* RECORDS SUPPLIED *
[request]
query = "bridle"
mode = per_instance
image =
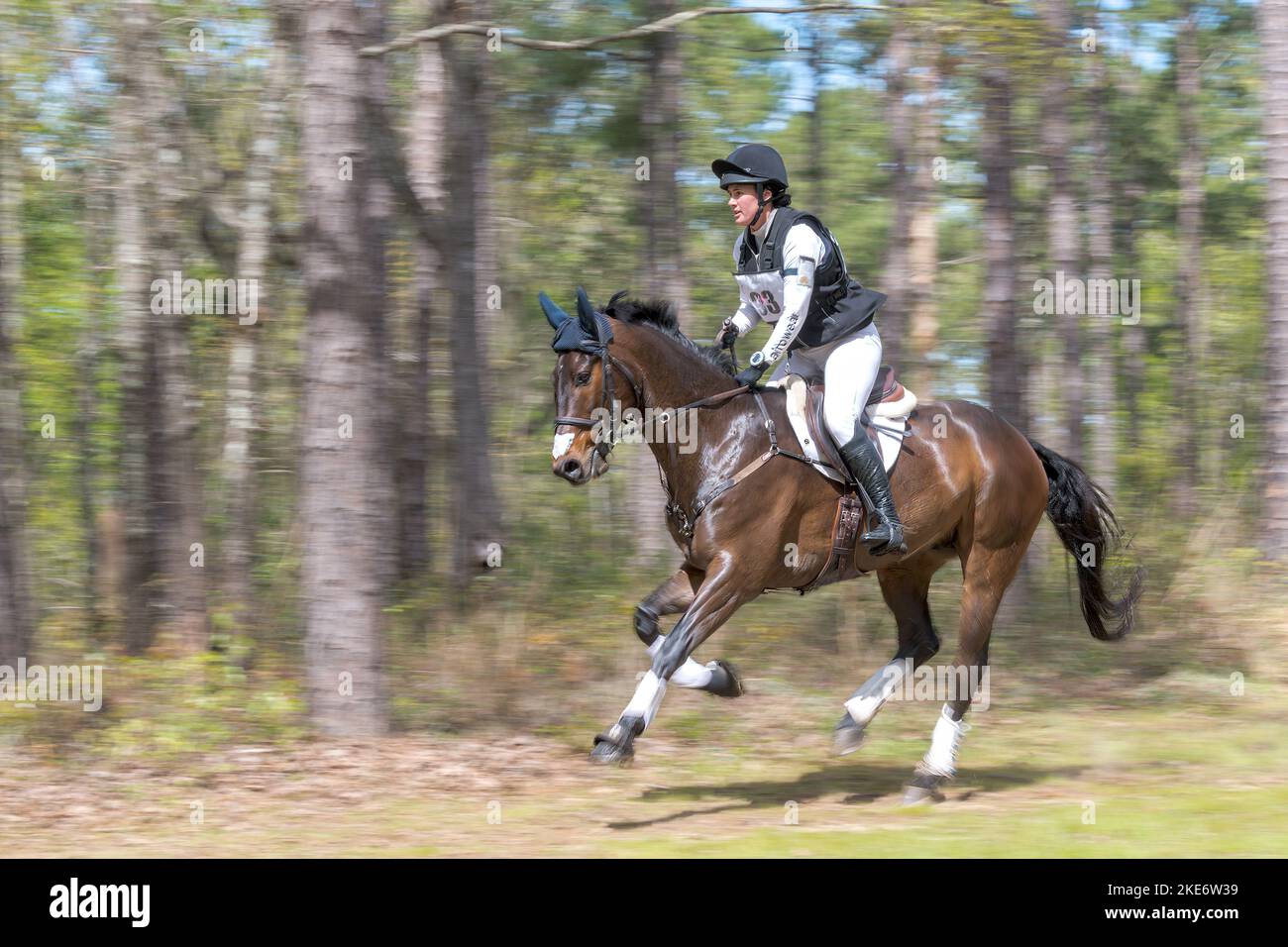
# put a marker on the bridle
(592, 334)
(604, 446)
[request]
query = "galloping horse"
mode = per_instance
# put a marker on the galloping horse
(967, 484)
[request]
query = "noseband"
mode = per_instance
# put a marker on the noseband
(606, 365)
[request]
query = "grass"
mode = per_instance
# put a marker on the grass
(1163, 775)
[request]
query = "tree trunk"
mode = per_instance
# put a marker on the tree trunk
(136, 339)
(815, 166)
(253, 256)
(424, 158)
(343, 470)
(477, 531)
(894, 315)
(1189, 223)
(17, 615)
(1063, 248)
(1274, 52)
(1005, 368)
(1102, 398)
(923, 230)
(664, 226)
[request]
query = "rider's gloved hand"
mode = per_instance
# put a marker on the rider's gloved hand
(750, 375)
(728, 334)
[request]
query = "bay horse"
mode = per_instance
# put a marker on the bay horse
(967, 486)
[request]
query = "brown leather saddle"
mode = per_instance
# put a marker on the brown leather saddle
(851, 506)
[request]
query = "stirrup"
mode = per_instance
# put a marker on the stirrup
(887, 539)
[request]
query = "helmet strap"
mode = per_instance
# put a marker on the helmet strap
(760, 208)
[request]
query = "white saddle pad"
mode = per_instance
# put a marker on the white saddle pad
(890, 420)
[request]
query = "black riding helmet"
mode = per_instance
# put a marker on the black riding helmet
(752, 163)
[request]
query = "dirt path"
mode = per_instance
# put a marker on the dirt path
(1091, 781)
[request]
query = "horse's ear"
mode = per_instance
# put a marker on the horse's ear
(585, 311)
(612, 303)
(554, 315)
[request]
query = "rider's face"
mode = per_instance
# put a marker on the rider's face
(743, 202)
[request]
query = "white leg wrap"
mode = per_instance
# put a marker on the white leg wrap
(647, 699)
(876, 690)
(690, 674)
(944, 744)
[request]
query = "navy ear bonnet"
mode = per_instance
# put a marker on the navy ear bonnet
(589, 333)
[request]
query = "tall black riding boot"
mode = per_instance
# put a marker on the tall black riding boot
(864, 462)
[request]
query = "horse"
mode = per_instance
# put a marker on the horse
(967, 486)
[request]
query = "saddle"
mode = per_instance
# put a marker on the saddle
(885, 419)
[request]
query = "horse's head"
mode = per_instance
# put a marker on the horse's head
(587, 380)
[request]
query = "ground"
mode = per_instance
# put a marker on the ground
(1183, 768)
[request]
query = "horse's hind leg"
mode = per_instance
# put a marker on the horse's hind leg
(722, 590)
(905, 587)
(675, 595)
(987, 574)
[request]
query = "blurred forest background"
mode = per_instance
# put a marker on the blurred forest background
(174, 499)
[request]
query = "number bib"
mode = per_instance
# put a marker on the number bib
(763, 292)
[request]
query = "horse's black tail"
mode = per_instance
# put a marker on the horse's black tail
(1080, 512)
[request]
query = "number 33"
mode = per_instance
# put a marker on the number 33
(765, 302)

* * *

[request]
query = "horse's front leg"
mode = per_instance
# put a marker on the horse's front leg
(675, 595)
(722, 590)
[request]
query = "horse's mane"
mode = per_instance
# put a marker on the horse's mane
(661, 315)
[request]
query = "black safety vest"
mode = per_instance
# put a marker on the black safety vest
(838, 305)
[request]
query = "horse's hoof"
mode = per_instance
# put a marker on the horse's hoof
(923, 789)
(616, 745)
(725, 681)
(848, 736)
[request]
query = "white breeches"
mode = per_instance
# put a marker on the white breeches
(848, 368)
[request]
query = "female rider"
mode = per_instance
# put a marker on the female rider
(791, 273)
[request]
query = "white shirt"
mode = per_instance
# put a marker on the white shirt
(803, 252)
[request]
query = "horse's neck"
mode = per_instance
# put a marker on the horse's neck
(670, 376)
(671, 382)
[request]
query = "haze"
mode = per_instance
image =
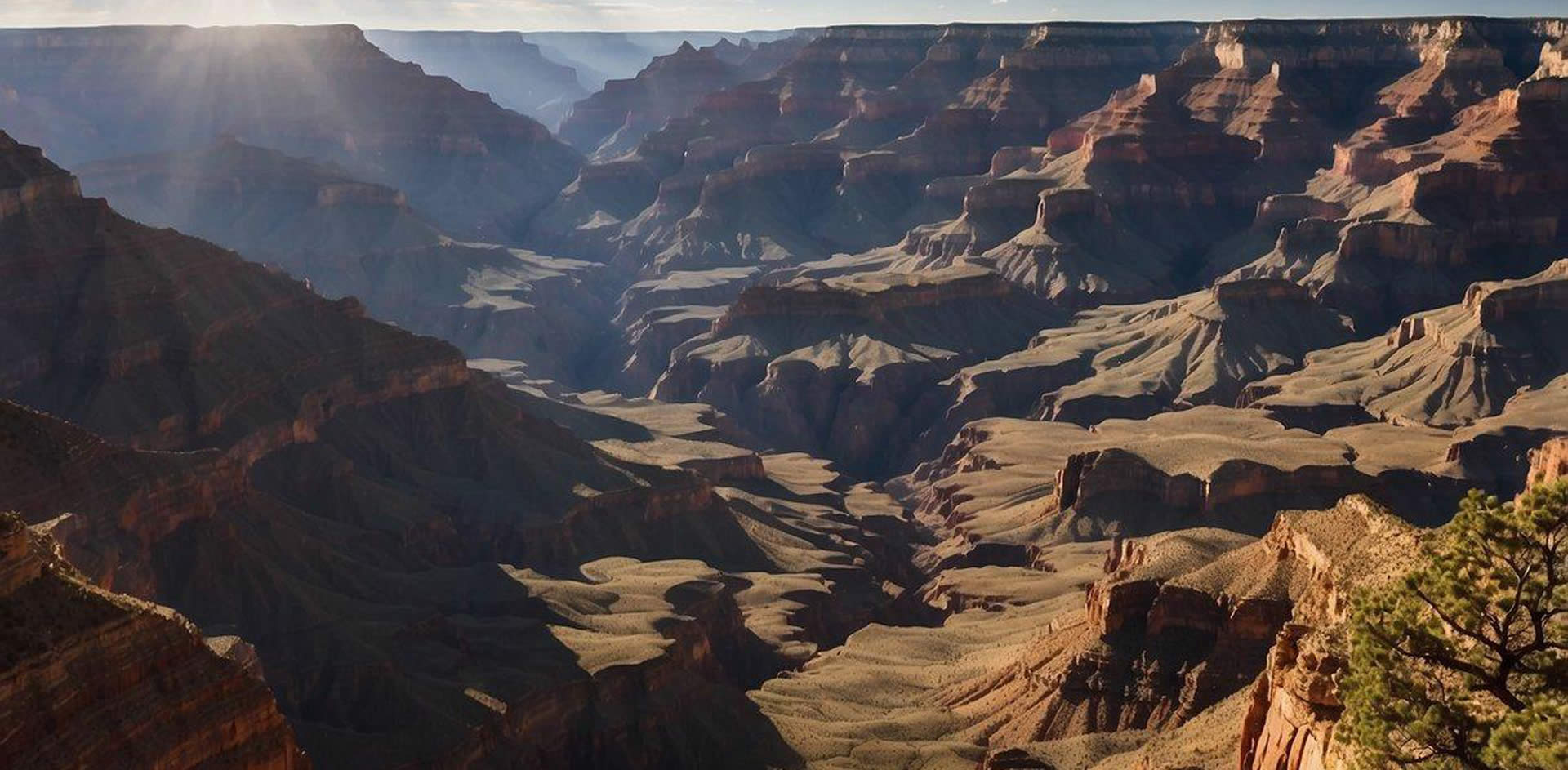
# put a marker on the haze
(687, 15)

* AIM *
Count the lines in the rows above that contain the string "boot", matching case exactly, and give only that number.

* SOLUTION *
2